• **Text**:
--*--
The local musician, painter and all-around creative has spent time writing songs in California, Sri Lanka and on a Via Rail train making its way across this country.

"Everything is all happening," she says, over the phone on her way to Savary Island for a few days of rest. "I have so many projects on the go. I've been back and forth from Whistler. Every time I'm there, I play a couple gigs and I'm going again."

Her travel itinerary might sound a little unbelievable, but it's the result of being open to all the possibilities that cross her path, she says. The trip to Sri Lanka, for example, arose because she met a musician in California who became a collaborator and had a house on the island nation.

"I just follow my heart and I keep meeting amazing people and things fall into place," she says. "Even with the new album—it doesn't have a name yet, but it's coming up soon."

The forthcoming record is set for a late summer/early fall release. It's the product of a collaboration with a musician friend from her home city of Montreal (and it was recorded there), but it will be entirely in English. It's inspired in part by her year of travel, she says. "I have a song called 'Shape of Mountains,'—not only living in the mountains in Whistler, but I was flying over the mountains in California. It was so dry and I could see people down on the earth. They were like shapes of mountains, but they were actually people. I turned this song into the eagle's eye view," she says.

On top of that, Aude Ray had a chance to explore Canada by rail when she was accepted for Via Rail's Artists on Board Program.
--*--
• **Dataset items**:
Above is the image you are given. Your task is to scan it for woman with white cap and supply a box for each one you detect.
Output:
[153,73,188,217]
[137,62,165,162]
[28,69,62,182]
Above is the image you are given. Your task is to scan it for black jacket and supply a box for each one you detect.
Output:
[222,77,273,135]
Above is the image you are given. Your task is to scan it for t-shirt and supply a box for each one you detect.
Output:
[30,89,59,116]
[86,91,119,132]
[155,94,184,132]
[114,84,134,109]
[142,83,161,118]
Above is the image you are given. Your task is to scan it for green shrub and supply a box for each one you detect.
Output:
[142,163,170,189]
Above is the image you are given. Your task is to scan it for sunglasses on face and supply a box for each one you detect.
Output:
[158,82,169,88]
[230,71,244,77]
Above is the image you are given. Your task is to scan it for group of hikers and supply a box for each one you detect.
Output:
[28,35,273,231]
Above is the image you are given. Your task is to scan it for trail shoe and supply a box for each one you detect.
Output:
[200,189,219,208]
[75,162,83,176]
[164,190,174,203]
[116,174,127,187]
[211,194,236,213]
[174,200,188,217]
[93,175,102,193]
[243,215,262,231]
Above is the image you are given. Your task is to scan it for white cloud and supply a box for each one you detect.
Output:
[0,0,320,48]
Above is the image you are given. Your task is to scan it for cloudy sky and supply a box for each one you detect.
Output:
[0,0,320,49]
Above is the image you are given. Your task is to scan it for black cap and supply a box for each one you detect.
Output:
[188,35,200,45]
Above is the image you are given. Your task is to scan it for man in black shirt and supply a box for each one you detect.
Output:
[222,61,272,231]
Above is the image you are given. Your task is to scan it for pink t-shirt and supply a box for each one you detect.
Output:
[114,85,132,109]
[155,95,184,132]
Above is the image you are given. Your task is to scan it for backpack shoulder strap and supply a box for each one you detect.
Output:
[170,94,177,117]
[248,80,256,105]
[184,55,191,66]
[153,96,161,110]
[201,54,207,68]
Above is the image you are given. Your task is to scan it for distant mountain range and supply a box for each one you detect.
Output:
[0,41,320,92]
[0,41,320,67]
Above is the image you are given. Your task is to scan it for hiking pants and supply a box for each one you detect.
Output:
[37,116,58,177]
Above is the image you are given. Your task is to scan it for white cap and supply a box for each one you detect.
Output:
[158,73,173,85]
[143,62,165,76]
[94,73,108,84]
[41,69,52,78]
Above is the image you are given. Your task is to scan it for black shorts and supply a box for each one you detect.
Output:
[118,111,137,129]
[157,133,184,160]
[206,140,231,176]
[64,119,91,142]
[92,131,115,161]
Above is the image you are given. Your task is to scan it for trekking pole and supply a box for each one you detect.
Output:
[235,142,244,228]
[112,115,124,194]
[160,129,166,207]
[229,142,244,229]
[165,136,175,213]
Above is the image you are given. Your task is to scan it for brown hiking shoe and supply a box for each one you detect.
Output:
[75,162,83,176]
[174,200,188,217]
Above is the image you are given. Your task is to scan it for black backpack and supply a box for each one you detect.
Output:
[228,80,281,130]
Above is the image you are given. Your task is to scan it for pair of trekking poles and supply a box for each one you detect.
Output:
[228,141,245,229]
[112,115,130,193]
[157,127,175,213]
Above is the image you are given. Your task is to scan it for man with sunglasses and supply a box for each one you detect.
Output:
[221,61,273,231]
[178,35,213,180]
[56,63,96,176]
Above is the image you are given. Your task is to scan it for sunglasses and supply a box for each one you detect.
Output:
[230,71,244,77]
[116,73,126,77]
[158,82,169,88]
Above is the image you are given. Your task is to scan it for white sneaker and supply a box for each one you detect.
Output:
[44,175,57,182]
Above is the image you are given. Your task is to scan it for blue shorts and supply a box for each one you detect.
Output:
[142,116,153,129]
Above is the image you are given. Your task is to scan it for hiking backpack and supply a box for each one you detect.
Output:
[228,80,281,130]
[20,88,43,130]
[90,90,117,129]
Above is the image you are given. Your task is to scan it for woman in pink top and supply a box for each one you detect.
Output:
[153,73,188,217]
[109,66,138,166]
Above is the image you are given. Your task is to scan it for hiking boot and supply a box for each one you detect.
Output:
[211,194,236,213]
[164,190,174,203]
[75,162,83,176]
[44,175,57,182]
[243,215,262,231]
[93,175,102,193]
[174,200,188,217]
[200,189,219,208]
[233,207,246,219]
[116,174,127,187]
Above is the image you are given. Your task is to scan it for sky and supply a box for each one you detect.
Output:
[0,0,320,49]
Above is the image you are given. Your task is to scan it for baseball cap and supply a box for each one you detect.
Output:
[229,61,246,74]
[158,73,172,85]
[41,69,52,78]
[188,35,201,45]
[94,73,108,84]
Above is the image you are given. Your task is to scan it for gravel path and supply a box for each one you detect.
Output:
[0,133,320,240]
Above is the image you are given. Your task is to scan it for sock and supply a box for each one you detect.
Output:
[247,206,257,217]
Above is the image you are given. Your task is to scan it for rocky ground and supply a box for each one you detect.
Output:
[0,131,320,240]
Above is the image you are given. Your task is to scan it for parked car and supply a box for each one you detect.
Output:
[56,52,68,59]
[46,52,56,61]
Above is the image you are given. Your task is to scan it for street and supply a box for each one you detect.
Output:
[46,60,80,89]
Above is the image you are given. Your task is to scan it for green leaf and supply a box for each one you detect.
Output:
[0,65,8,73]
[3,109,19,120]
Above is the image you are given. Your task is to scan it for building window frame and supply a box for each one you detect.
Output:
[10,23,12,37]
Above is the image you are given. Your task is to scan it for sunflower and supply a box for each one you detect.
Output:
--*--
• **Tasks for this exercise**:
A – Copy out the entries verbatim, starting at the first line of the dataset items and ending at the line containing "[222,77,273,135]".
B – Continue the article about the musician's travels and new album from the point where it stops.

• **Answers by task**:
A –
Above is the image you are given. Your task is to scan it for woman with white cap and supply a box for each one you detect.
Output:
[153,73,188,217]
[137,62,165,162]
[28,69,62,182]
Above is the image you are given. Your task is to scan it for black jacket and supply a box for each one you detect.
Output:
[222,77,273,135]

B –
Essentially, musicians who are part of the program are given free or discounted travel fare to perform while they're on the train. "I absolutely love it," she says. "There's always this constant movement and sound. I have my little room on board. I get to really focus on music for five days. That's what I'd be doing anyway if I was on a train; I'd be doing music and sharing it with Canadians and tourists."

Next up, Aude Ray is sharing her enthusiasm for music and art at her annual summer camp at The Point Artist-Run Centre called Youth Expressive Arts Camp.

Now heading into its seventh year, the one-week camp—running from Aug. 6 to 10—will allow kids to delve into music, improv, set design, jewelry making, dance and the outdoors.

It will culminate in a performance as part of the Flag Stop Theatre & Arts Festival on Friday, Aug. 10. (For more on that festival see page 72.)

"We learn about sharing ideas and how to work with a group," she says. "I'm there to be a guide to fish out the ideas. There's always new faces and some of the children come every year. Some have grown ... (into) teenagers. It's awesome to see them blooming. They keep this art or tools and it's really beautiful to see."